The overriding provisions of law in the area of residence requirements for public servants are contained in the Constitution of New Mexico, Art. VII, § 2, which provides:

"Every citizen of the United States who is a legal resident of the state and is a qualified elector therein, shall be qualified to hold any public office in the state except as otherwise provided in this Constitution."

and Art. V, § 13, which provides:

"All district, county, precinct and municipal officers, shall be residents of the political subdivisions for which they are elected or appointed."

The Legislature has no power to add restrictions upon the right to hold public office beyond those provided in the Constitution, and the only restriction against the {*644} right of every citizen of the United States who is a resident of and a qualified voter within this state to hold any public office is that all district, county, precinct, and municipal officers shall reside within the political subdivision for which they were elected or appointed. Gibbany v. Ford, 29 N.M. 621, 225 Pac. 577 (1924.)

From these authorities it is apparent that any restrictions on the right to hold public office that go beyond the contsitutional restrictions are void. It is important to note at this point that the Constitution deals with public officers and not public employees. Therefore, nothing in the Constitution prevents the legislature setting such restrictions as it sees fit upon public employees. The legislature has exercised its power in § 5-1-5, supra, over all public employees, and in § 15-40-12 and § 39-1-9, additional requirements are stated for deputy sheriffs and other peace officers. If deputy sheriffs, county jailers, and jail guards are public employees, the legislative requirements apply; if they are public officers, those requirements do not apply, but the requirements of the Constitution govern. It becomes necessary to determine whether deputy sheriffs, county jailers, and jail guards are public officers or public employees

The distinction between a public officer and a public employee has been stated in State ex rel., Gibson v. Fernandez, 40 N.M. 288, 58 P. 2d 1197 (1936) as follows:

"After an exhaustive examination of the authorities, we hold that five elements are indispensable in any position of public employment, in order to make it a public office of a civil nature: (1) It must be created by the Constitution or by the Legislature or created by a municipality or other body through authority conferred by the Legislature; (2) it must possess a delegation of a portion of the sovereign power of government, to be exercised for the benefit of the public; (3) the powers conferred, and the duties to be discharged, must be defined, directly or impliedly, by the Legislature or through legislative authority; (4) the duties must be performed independently and without control of a superior power, other than the law, unless they be those of an inferior or subordinate office, created or authorized by the Legislature, and by it placed under the general control of a superior officer or body; (5) it must have some permanency and continuity, and not be only temporary or occasional."
○ ○ ○ ○ ○
# Required tasks
**A.** Answer these questions from the text on residence requirements for public servants, one per line:
(i) Which article and section of the New Mexico Constitution require municipal officers to be residents of the political subdivisions for which they are elected or appointed?
(ii) Which case is cited for the rule that the Legislature cannot add restrictions on holding public office beyond those in the Constitution?
(iii) How many elements does State ex rel. Gibson v. Fernandez hold indispensable to make a position a public office of a civil nature?
**B.** Write a continuation of the text on residence requirements for public servants, starting right after its last sentence.
○ ○ ○ ○ ○
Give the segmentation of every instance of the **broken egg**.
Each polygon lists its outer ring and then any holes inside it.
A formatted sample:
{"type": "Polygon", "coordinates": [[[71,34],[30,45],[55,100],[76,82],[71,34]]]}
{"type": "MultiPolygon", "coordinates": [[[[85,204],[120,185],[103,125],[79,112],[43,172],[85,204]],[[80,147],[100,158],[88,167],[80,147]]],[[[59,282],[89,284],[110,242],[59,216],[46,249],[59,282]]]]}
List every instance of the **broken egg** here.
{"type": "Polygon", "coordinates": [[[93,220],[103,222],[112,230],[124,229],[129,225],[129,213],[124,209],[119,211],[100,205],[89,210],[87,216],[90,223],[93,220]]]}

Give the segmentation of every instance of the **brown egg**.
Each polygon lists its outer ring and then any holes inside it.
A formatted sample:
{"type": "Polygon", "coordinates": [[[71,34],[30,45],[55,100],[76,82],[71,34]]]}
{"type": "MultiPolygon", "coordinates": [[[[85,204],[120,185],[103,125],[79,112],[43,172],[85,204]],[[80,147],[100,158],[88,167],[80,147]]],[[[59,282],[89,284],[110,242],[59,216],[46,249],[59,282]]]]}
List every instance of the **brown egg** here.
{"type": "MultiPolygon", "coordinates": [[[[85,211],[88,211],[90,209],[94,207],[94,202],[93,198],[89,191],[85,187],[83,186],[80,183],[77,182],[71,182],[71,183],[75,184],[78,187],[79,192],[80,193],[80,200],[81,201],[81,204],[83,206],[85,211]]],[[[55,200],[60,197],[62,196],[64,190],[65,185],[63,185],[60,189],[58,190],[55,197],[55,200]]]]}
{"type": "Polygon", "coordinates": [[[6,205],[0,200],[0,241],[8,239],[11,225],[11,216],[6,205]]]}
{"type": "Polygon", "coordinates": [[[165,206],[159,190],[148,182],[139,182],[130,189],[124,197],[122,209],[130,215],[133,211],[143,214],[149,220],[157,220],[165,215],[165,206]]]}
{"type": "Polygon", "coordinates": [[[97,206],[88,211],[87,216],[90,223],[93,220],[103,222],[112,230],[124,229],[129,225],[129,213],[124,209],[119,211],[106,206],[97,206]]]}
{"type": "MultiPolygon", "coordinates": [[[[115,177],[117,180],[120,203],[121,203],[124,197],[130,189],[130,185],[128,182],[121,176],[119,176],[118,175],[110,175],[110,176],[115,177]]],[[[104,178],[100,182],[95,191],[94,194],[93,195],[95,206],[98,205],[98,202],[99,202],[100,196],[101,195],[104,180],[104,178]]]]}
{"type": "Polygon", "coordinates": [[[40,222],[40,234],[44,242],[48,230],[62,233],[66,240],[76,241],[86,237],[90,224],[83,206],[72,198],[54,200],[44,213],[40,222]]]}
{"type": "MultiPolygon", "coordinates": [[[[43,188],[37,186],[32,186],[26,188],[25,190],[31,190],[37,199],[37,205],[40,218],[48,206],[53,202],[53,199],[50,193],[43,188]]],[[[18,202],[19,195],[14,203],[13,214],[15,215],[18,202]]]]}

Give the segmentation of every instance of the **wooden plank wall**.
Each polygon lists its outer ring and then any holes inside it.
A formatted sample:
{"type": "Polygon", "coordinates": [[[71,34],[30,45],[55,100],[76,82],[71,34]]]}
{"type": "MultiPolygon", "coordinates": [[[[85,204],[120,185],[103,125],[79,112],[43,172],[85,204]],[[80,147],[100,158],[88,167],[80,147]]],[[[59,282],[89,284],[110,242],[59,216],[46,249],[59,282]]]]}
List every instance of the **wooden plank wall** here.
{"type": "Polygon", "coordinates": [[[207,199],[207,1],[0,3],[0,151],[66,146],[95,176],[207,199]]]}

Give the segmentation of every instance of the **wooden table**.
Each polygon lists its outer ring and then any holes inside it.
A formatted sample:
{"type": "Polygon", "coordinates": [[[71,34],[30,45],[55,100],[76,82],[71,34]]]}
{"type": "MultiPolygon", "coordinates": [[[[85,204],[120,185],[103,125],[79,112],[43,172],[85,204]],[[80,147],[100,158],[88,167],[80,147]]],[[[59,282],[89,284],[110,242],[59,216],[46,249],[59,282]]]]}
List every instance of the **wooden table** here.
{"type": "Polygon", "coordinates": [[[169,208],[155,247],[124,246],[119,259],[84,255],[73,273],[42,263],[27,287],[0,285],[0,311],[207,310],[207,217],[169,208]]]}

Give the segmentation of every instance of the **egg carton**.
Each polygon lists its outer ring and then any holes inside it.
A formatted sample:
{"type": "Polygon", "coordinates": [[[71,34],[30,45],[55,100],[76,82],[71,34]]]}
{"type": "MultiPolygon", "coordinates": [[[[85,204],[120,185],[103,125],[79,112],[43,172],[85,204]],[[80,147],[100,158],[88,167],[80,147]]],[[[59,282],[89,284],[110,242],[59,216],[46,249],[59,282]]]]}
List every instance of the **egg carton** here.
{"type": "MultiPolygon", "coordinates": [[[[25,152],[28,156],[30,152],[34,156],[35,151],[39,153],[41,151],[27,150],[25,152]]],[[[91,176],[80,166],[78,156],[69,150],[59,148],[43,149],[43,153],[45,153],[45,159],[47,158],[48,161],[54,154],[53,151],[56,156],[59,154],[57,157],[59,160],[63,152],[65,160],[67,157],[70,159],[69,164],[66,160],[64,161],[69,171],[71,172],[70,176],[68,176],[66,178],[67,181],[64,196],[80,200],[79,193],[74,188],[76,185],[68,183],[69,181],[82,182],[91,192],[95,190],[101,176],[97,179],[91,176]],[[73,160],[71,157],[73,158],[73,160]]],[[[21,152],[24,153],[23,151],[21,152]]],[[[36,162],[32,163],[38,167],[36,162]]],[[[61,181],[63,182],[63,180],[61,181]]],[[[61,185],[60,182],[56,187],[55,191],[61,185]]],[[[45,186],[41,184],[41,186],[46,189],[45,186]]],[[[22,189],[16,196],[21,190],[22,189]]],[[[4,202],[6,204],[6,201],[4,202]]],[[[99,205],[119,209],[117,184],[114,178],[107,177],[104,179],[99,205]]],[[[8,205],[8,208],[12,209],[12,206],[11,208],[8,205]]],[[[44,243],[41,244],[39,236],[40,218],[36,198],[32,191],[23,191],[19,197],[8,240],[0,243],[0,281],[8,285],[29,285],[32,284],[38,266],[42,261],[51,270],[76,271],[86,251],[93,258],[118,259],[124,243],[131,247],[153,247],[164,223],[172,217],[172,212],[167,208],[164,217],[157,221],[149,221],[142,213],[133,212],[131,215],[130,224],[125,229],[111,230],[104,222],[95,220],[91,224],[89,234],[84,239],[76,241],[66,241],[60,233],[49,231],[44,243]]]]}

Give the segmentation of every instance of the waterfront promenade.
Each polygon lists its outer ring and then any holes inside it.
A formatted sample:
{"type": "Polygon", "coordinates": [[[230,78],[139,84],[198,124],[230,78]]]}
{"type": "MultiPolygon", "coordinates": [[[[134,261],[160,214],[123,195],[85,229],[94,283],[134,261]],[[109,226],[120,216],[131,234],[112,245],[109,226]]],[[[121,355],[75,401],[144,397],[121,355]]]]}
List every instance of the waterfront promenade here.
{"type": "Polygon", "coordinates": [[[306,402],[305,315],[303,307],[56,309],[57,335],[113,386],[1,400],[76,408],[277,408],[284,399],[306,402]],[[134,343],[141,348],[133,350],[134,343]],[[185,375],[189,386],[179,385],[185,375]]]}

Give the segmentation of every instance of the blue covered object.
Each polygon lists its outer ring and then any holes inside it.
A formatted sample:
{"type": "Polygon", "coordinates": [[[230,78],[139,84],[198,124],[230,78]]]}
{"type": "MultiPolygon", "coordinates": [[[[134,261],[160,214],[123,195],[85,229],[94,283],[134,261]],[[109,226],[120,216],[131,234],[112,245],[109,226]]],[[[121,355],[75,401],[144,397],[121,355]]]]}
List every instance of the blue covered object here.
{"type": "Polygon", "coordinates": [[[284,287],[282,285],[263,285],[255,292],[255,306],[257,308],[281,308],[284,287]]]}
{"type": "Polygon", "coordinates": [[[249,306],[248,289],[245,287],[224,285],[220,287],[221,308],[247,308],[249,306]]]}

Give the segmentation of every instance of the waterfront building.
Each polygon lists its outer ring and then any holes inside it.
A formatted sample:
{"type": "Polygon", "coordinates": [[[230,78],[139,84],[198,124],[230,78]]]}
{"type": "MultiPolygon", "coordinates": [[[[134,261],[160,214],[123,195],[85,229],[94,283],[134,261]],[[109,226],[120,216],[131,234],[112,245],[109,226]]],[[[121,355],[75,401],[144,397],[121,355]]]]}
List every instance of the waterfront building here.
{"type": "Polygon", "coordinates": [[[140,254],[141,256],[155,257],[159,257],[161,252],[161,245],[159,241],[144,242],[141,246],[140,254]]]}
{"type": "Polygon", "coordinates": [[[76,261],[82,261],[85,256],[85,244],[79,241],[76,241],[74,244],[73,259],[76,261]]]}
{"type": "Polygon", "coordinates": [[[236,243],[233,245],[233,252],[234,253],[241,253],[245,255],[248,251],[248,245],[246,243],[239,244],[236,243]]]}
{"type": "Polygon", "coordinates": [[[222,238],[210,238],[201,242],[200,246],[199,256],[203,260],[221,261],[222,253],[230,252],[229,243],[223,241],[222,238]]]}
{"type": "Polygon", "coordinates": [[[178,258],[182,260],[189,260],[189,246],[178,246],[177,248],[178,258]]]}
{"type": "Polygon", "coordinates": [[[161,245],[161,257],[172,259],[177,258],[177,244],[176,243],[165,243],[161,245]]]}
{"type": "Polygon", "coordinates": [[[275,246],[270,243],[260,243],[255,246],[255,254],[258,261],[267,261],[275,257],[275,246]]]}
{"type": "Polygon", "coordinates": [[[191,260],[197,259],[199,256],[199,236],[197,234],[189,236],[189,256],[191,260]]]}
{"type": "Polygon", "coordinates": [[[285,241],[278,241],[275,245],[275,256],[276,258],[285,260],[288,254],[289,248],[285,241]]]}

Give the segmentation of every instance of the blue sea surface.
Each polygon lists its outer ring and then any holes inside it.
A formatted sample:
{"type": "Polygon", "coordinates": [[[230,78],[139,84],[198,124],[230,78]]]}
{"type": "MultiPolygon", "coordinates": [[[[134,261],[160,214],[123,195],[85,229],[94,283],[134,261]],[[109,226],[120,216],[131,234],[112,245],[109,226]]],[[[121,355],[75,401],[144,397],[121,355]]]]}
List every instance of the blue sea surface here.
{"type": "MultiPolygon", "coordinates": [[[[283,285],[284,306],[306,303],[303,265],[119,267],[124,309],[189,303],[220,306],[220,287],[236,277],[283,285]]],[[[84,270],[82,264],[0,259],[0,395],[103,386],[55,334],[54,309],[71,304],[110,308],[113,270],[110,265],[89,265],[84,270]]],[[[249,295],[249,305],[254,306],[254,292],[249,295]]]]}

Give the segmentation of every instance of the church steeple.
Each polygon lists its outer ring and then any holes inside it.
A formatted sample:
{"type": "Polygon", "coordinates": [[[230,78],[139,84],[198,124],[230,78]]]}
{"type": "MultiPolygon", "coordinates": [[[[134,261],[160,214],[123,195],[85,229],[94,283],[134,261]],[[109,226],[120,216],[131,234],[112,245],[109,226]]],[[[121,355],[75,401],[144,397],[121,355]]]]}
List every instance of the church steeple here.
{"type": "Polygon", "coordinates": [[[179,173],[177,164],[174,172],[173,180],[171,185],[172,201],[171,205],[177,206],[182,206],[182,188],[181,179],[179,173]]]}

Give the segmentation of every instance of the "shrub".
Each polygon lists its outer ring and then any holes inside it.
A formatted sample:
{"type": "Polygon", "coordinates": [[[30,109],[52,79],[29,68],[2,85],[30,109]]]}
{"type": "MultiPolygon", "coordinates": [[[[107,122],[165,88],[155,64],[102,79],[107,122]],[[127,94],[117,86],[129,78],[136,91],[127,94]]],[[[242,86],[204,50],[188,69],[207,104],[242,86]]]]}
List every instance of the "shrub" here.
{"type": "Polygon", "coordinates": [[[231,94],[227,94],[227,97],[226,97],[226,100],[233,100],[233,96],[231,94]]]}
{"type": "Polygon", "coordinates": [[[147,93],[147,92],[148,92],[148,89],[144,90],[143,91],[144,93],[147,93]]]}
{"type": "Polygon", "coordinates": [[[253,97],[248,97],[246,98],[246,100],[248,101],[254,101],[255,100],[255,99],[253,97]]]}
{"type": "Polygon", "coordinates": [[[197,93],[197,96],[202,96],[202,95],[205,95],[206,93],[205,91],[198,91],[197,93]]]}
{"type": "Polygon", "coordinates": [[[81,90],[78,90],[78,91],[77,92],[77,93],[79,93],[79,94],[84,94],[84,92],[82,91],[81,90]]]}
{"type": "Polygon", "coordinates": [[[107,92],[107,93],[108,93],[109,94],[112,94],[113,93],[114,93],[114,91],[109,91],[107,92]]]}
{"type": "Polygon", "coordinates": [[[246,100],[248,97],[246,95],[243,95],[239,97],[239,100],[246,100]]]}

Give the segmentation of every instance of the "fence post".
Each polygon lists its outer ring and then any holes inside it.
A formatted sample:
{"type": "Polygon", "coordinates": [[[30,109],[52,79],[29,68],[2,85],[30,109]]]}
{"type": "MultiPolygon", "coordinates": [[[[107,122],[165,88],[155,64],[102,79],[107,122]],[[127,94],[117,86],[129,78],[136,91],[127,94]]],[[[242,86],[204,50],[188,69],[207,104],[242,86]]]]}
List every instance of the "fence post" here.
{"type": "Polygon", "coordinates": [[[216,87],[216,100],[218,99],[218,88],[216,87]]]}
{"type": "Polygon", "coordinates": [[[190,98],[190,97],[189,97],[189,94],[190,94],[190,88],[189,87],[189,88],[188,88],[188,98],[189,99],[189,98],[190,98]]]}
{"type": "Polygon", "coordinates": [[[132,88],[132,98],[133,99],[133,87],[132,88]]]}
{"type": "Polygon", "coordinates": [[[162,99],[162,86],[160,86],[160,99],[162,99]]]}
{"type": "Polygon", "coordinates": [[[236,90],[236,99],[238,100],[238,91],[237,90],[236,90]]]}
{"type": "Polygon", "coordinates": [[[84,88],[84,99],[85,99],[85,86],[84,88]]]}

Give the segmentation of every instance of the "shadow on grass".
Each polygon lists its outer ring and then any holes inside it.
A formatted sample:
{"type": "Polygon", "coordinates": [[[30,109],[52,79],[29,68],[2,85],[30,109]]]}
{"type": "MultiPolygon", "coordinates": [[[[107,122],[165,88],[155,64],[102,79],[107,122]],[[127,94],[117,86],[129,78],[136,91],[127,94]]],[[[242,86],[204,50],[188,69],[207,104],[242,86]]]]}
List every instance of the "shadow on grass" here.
○ ○ ○ ○ ○
# Answers for the tasks
**A.**
(i) Art. V, § 13
(ii) Gibbany v. Ford, 29 N.M. 621, 225 Pac. 577 (1924)
(iii) Five

**B.**
Using these elements as our guide, let us now scrutinize the functions of the deputy sheriff, county jailer, and jail guards to see whether any or all of those offices can be classified as public offices.

Referring to the duties of the deputy sheriff, we quote from § 15-40-11, N.M.S.A., 1953 Compilation:

"The said deputies are hereby authorized to discharge all the duties which belong to the office of sheriff, that may be placed under their charge by their principals, with the same effect as though they were executed by the respective sheriffs."

A fair reading of this statute indicates that deputy sheriffs may not exercise any power other than those delegated by the sheriff, and, therefore, the deputy sheriff does not exercise his powers and duties independently of a superior power, nor is he subject only to the general control of a power placed over him by the legislature. We feel that the detailed supervision and control exercised over deputy sheriffs by their sheriffs eliminate the office of deputy sheriff from the category of a public office and place it in the category of public employment. That being so, the constitutional requirements for {*645} holding public office do not apply to the office of deputy sheriff, and the legislative requirements for public employees do apply. Therefore, it is our opinion that § 15-40-12, supra, requiring deputy sheriffs to be qualified voters of the state is valid and applicable, and furthermore, § 5-1-5, supra, requiring all public employees of the state of New Mexico and its political subdivisions to have one year's residence in the state prior to the commencement of their employment is applicable to the office of deputy sheriff. Section 39-1-9, supra, requiring all peace officers to be citizens of New Mexico prior to their appointment is also applicable, but does not, in our opinion, add any additional requirement, because under the provisions of the Constitution of the United States, Amendment 14, § 1, all persons born or naturalized in the United States, and subject to the jurisdiction thereof, are citizens of the United States and of the State wherein they reside. Residence in New Mexico, therefore, satisfies the requirement of citizenship, so long as the resident was born or naturalized in the United States.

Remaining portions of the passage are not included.